▶ WHAT THE TASK REQUIRES
Which people are named in the article below on dewormer resistance in horses? List every one.

By: Nikki Alvin-Smith for Horsemen’s Laboratory Inc., Mahomet, IL.
The short answer is yes. The overuse of dewormers brings with it increasing likelihood of even larger equine internal parasite populations that have developed resistance to current dewormers on the market.
You’ve heard of Herbert Spencer’s ‘survival of the fittest’ and Darwin’s theories on evolution. Part of the survival process is successful reproduction. When you administer a dewormer product to your horse, it will necessarily be most effective against the adult sexually active worms that are the most sensitive, and it will leave behind those worms that are the most resistant. Now, you have created a selective breeding situation. These resistant adult worms will now mate together to create more highly dewormer resistant worms. Whoops!
As a result, eventually the dewormer will become useless as a method for treatment of worms in that equine population and their environment. As horses move around from place to place, these resistant worms are spread on the pasture to other grazing herds.
Dr. John Byrd of Horsemen’s Laboratory, a leading laboratory in testing equine fecal samples for worm egg counts (F.E.C.T), has this to share:
“There are only 3 classes of drugs available in the USA, and there is already evidence that there is great deal of resistance to 2 classes in small strongyles. There is also some evidence of resistance in roundworms, and pinworms to the third class of drugs. Therefore, we must make every effort to slow or stop further development of resistance.”
“Fecal egg counts are the most important tool to slow the development of resistance in horse parasites. Doing fecal egg counts and using the knowledge that the result provides to owners can determine when and which horses need to be dewormed. This will greatly reduce the selective breeding of parasites for resistance.”
A blind man on a galloping horse can see the logic of this situation. You cannot tell if your horse is harboring a resistant worm population by looking at the gloss of his coat or the number of times he has succumbed to a colic attack. The only method to know the level of infection with worms, whether those worms are dewormer resistant, and whether any given equine individual is exposing another to infection, is by F.E.C.T.
Evidence based targeted dewormer protocols are more important than ever to the health of our horses. You can be part of the problem or part of the solution to slowing down the spread of dewormer resistance.

▶ RECORDED INFORMATION

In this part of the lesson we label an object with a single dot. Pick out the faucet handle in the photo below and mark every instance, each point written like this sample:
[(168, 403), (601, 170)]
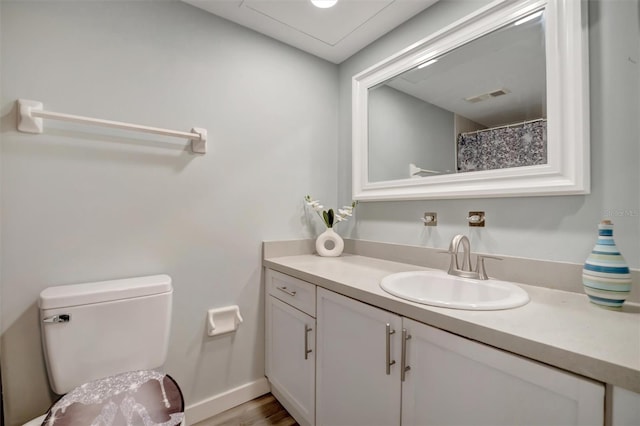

▶ EXERCISE RESULT
- Nikki Alvin-Smith
- Herbert Spencer
- Darwin
- Dr. John Byrd